How to complete this task: Filter the records below, keeping only lines with the string "wheelchair".

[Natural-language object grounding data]
== == ==

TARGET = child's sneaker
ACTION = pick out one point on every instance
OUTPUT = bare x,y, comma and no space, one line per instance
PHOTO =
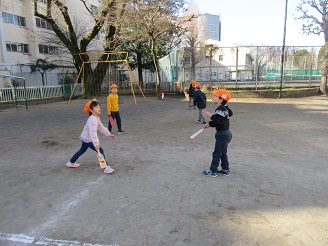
108,170
224,172
69,164
210,173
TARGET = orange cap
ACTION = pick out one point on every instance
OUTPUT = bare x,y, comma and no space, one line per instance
224,94
87,106
113,86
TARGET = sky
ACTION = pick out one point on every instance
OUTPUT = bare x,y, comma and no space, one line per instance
259,22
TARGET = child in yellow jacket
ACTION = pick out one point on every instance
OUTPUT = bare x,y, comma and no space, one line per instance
112,109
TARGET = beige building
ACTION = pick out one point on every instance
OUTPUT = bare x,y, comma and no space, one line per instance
25,38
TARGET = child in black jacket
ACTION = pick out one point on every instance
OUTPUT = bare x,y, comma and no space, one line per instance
220,120
200,102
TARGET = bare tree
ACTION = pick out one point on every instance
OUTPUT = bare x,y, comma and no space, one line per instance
106,18
315,13
194,39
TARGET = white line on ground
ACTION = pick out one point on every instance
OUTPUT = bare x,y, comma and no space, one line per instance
65,208
23,239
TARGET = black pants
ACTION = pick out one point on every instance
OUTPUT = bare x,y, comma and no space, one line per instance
116,116
222,139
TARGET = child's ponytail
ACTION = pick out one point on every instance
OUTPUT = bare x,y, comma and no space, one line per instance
229,110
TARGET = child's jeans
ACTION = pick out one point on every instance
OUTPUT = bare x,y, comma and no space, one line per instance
201,117
83,149
222,139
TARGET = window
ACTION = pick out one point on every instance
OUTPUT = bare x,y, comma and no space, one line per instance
13,19
94,9
45,49
42,23
17,47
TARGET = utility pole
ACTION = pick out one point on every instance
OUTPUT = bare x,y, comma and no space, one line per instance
283,53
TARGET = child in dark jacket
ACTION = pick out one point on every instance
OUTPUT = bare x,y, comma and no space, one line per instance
220,120
200,102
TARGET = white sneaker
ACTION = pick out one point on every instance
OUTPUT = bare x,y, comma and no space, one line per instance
69,164
109,170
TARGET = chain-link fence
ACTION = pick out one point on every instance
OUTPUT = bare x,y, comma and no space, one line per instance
243,65
237,66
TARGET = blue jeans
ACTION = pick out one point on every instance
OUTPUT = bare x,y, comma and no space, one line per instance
201,117
222,139
83,149
116,116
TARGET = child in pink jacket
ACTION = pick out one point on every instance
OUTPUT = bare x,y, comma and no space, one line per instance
89,136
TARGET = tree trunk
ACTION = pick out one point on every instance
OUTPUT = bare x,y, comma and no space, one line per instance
140,78
158,76
324,70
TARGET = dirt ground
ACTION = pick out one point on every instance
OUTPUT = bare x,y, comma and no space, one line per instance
276,193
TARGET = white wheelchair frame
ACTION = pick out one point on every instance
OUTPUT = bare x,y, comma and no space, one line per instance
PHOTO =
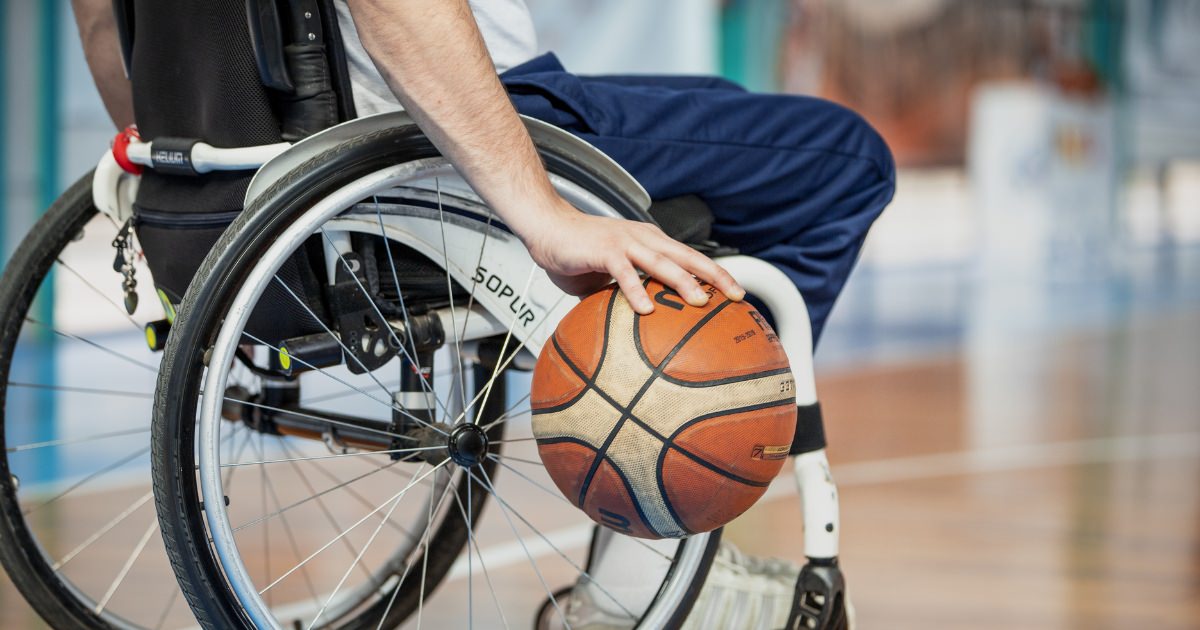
540,303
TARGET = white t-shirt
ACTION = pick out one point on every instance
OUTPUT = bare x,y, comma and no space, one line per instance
507,28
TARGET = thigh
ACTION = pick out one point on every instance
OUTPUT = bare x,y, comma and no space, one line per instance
795,180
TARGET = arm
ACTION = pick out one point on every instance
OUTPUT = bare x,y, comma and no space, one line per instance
433,58
97,31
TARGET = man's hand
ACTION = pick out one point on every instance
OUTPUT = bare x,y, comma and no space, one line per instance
581,252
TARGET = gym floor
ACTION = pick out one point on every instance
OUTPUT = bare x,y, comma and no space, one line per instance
1032,466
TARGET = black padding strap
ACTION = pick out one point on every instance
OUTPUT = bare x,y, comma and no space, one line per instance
173,156
809,430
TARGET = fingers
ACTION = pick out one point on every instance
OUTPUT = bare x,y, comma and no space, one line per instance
707,270
631,286
667,271
675,263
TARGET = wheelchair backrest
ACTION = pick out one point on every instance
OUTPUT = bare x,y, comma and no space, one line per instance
197,71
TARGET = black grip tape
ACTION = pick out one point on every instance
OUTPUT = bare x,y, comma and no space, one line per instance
173,156
809,430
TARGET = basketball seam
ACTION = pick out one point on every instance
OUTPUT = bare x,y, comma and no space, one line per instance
588,382
628,412
629,487
670,444
707,383
667,442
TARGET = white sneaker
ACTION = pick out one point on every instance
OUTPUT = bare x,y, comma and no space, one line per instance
744,593
741,593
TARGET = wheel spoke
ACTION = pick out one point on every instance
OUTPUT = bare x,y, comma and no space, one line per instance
346,351
129,564
508,413
321,418
508,337
425,551
358,558
529,556
106,297
546,540
454,316
360,521
287,531
474,545
301,502
375,306
349,490
102,472
83,390
106,528
336,456
502,365
385,403
94,345
47,444
321,503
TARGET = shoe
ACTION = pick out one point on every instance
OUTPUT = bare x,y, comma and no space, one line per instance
742,593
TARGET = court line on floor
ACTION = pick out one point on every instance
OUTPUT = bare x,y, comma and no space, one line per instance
1005,459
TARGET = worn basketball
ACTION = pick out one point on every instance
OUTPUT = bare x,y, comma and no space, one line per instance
667,424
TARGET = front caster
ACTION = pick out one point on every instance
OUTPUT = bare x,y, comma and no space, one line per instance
820,601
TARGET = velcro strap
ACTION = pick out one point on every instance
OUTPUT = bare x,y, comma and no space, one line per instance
809,430
173,156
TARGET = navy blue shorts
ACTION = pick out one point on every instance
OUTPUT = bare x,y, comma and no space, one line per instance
793,180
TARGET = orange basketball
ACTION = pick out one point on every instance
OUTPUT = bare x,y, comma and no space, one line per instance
664,425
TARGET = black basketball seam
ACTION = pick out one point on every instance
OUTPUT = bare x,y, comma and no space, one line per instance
727,412
709,383
633,497
629,487
726,381
669,443
588,382
627,412
663,491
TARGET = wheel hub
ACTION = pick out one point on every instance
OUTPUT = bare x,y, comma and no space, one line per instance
467,444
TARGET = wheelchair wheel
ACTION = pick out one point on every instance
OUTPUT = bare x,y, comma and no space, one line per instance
397,480
78,534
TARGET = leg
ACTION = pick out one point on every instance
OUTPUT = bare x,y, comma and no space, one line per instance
793,180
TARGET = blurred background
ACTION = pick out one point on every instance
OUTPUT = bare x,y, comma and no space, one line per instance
1011,377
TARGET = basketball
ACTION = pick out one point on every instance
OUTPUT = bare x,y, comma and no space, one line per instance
667,424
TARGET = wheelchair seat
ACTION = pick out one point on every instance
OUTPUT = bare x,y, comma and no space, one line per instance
689,220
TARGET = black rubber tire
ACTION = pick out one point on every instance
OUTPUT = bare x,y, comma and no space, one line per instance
173,437
21,555
216,282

== == ==

Response area:
TARGET = white wheelchair frame
TARGET = wheelchair backrest
TARGET = wheelchair wheel
TARGET = wheelchair seat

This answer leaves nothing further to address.